[Exercise materials]
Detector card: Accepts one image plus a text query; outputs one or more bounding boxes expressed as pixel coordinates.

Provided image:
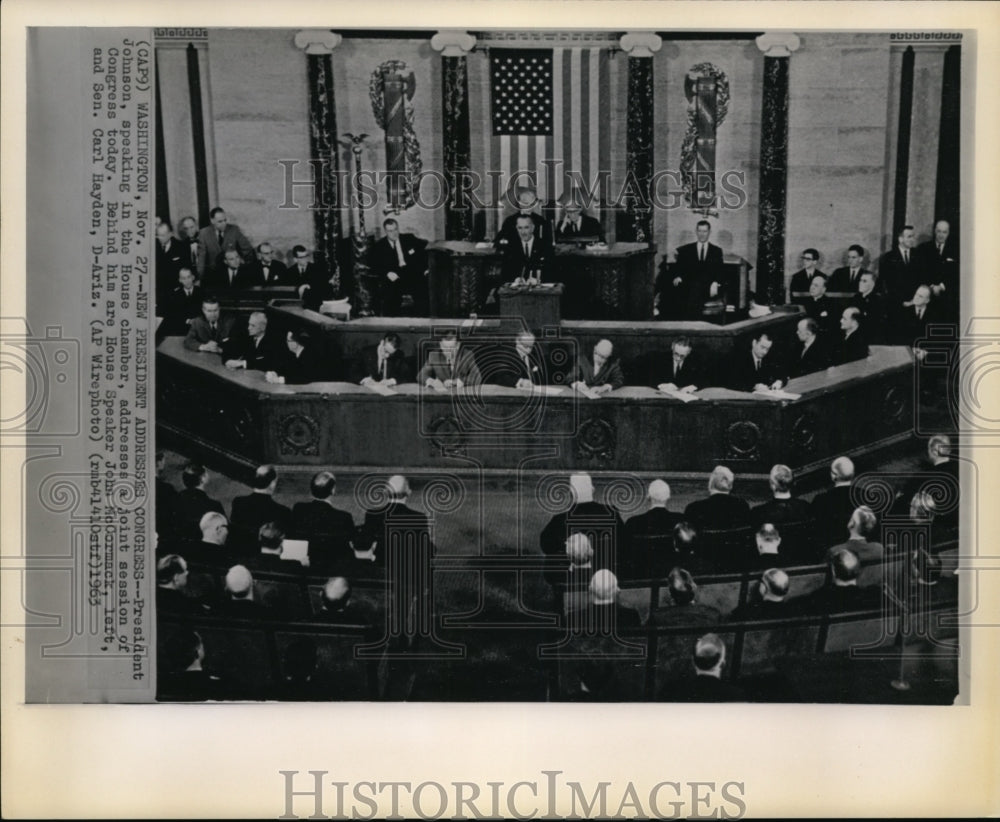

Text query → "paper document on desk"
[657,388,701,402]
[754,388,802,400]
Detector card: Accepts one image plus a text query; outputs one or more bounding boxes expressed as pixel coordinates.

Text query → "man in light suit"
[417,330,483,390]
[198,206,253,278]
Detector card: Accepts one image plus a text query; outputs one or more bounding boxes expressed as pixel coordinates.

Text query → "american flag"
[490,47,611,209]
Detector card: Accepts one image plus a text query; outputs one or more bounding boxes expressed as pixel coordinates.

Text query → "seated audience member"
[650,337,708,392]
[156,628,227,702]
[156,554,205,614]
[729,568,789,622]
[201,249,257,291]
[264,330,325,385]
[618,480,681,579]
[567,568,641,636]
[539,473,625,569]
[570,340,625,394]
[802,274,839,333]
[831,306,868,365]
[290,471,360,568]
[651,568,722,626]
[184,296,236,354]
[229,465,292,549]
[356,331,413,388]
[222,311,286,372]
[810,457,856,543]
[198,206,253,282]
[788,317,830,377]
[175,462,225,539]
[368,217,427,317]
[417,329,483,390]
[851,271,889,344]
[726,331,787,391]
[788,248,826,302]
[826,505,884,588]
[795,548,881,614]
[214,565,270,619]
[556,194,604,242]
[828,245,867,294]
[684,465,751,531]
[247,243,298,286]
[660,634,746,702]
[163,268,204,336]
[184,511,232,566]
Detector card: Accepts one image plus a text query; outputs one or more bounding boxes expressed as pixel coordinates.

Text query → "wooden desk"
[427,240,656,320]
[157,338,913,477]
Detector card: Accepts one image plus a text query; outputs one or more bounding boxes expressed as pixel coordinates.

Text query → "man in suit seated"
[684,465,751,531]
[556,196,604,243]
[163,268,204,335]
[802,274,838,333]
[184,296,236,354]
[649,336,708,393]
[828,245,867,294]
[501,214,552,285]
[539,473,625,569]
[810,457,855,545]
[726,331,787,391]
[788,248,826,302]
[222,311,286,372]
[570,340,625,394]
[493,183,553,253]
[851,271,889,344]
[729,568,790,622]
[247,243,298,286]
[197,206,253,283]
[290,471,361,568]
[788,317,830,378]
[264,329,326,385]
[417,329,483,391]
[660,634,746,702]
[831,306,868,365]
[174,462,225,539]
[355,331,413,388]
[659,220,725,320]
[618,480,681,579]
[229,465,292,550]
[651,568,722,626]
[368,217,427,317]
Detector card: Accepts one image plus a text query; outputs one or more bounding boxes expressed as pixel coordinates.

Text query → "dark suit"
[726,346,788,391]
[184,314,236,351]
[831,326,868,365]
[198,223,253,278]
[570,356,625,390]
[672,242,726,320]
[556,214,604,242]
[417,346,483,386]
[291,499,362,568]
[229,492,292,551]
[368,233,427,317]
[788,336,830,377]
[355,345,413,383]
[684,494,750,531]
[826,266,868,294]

[Written problem]
Print the listing word for word from its first line through the line that contains "[198,206,253,278]", including both of those lines. Leave the picture out of your answer.

[Result of the task]
Detector card: Accepts one image plus a text query; outputs one or more bounding boxes expressed as pixel coordinates.

Provided image:

Text query → "paper document on desk"
[657,388,701,402]
[754,388,802,400]
Detector card: Accepts one image plus a text query; outputs one or more bounding boxes expressed as pixel coordinates.

Text query → "man in light suit"
[417,330,483,390]
[198,206,253,278]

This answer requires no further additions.